• _Text shown_

..........

Chief Justice of Alberta
- In office March 12, 1992 – July 30, 2022
- Preceded by: James Herbert Laycraft
- Succeeded by: Ritu Khullar

Chief Justice of the Court of Appeal for the Northwest Territories
- In office March 12, 1992 – July 30, 2022
- Succeeded by: Ritu Khullar

Chief Justice of the Nunavut Court of Appeal
- In office 1999 – July 30, 2022
- Preceded by: James Herbert Laycraft
- Succeeded by: Ritu Khullar

Personal details
- Born: August 4, 1947 (age 78) Campbellton, New Brunswick, Canada
- Alma mater: University of Alberta; London School of Economics;
- Occupation: lawyer/judge

= Catherine Fraser =

Canadian lawyer and judge

Catherine Anne Fraser (born August 4, 1947) is a Canadian lawyer and judge who was the chief justice of Alberta from March 12, 1992, until July 30, 2022. As chief justice of Alberta, Fraser was also chief justice of the Court of Appeal for the Northwest Territories (since 1992) and the Nunavut Court of Appeal (since its creation in 1999).

==Early years==
Fraser was born in Campbellton, New Brunswick and moved to Edmonton in 1958. Her mother worked as a teacher and her grandparents were immigrants from Lebanon and Ukraine. One of her first jobs was working in the women's section of a department store; she was paid $35 a week, five dollars less than her male colleague who worked in the men's section. Fraser stated in a 2014 interview with the Edmonton Journal that "it brought home to [her] the differences in how men and women were being treated during that era in our society." She also stated that she chose the law as a profession because she saw it as a "vehicle for change" and because she was "concerned about inequality in society."

A graduate of the University of Alberta, she received Bachelor of Arts and Bachelor of Laws degrees in 1969 and 1970 respectively. She received the George Bligh O'Connor Silver Medal in Law, awarded to the law student graduating with the second highest GPA over the three-year program. She also has a Master of Laws from the London School of Economics.

..........

• _Data provided_
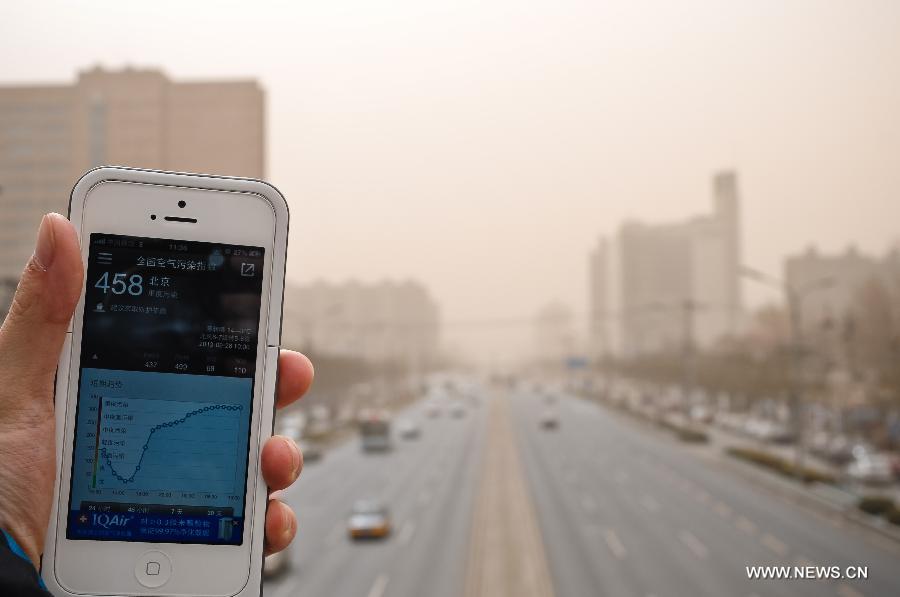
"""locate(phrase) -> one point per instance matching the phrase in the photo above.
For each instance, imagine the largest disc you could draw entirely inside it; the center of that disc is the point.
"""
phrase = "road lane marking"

..........

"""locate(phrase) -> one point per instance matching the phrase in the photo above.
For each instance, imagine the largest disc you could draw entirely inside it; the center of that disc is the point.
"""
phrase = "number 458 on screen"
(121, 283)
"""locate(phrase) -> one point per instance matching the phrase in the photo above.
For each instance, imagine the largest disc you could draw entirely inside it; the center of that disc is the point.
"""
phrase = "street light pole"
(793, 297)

..........

• _Tasks to perform_
**1.** Reproduce the text about Catherine Fraser from "Catherine Anne Fraser" up to and including "creation in 1999).".
**2.** According to the text about Catherine Fraser, how much was she paid per week in the women's section of a department store?
**3.** Write the next part of the text about Catherine Fraser, picking up after its final sentence.

• _Answers per task_
**1.**
Catherine Anne Fraser (born August 4, 1947) is a Canadian lawyer and judge who was the chief justice of Alberta from March 12, 1992, until July 30, 2022. As chief justice of Alberta, Fraser was also chief justice of the Court of Appeal for the Northwest Territories (since 1992) and the Nunavut Court of Appeal (since its creation in 1999).

**2.** She was paid $35 a week.

**3.**
==Career==
Prior to her appointment to the bench, Fraser practised law with the firm of Lucas, Bishop and Fraser, and became Queen's Counsel in 1983. She taught women and the law courses at the University of Alberta Faculty of Law.

First appointed to the Court of Queen's Bench of Alberta in 1989 and subsequently to the Court of Appeal of Alberta in 1991, she became the first woman appointed Chief Justice of Alberta on March 12, 1992. At age 44, she was also the youngest person appointed Chief Justice of Alberta.

Fraser was also on the Canadian Institute on the Administration of Justice, chair of the Education Committee of the Canadian Judicial Council and a member of the council's Special Committee on Equality in the Courts.

Due to Canadian mandatory retirement for justices at age 75, Chief Justice Fraser's term would have ended on August 4, 2022. However, Chief Justice Fraser retired effective July 30, 2022. Her replacement, Ritu Khullar, was sworn in on February 23, 2023.

===Awards===
She was recognized with a YWCA Tribute to Women Award. In 1996 she received the University of Alberta Alumni Association's Distinguished Alumni Award. On May 10, 2007, she received an Honorary Doctor of Laws degree from the University of Calgary.

Fraser was made a member of the Alberta Order of Excellence in 2024.